● **Task instructions**: Gather and copy each line of the entries below that contains the string "locate". Case counts.

[Object detection data]
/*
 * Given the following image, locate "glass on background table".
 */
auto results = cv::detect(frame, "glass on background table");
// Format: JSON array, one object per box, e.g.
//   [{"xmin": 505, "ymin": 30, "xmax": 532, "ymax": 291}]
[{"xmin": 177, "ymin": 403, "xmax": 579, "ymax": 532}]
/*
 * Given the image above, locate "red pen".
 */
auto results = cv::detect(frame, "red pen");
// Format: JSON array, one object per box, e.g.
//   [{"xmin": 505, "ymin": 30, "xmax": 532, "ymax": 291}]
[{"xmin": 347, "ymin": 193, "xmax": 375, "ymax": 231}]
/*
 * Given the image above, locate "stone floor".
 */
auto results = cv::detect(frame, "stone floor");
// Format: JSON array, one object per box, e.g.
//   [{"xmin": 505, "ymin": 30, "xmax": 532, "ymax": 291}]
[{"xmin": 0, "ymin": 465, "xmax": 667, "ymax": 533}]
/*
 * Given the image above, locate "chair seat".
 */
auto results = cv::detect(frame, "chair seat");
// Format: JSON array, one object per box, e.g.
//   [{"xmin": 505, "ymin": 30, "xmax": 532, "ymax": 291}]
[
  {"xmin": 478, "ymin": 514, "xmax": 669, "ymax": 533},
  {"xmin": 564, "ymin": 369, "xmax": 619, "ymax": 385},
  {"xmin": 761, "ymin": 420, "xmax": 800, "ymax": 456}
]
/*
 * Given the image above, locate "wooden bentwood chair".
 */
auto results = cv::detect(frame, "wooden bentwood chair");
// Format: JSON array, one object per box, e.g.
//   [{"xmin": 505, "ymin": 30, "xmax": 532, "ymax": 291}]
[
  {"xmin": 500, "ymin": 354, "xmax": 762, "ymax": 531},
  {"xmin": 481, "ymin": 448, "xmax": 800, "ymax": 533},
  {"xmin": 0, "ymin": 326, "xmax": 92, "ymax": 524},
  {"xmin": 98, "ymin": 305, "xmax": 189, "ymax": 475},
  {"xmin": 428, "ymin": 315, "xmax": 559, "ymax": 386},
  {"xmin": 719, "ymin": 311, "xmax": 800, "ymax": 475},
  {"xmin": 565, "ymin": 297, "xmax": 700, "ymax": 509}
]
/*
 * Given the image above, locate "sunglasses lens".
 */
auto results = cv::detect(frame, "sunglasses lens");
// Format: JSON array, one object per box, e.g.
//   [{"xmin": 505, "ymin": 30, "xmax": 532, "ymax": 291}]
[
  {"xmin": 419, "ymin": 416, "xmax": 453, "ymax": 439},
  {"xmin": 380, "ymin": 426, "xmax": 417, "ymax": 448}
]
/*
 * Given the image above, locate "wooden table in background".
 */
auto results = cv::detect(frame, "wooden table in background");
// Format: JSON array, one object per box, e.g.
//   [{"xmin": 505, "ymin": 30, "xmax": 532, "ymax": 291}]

● **Result for this exercise**:
 * Given the following image, locate "glass on background table".
 * Given the image above, locate "red pen".
 * Given the image above, locate "stone floor".
 * Given the image above, locate "chair seat".
 * Given the image above, locate "wooden bentwood chair".
 * Given the image above, locate "sunglasses lens".
 * Given the image above, locate "wooden table in background".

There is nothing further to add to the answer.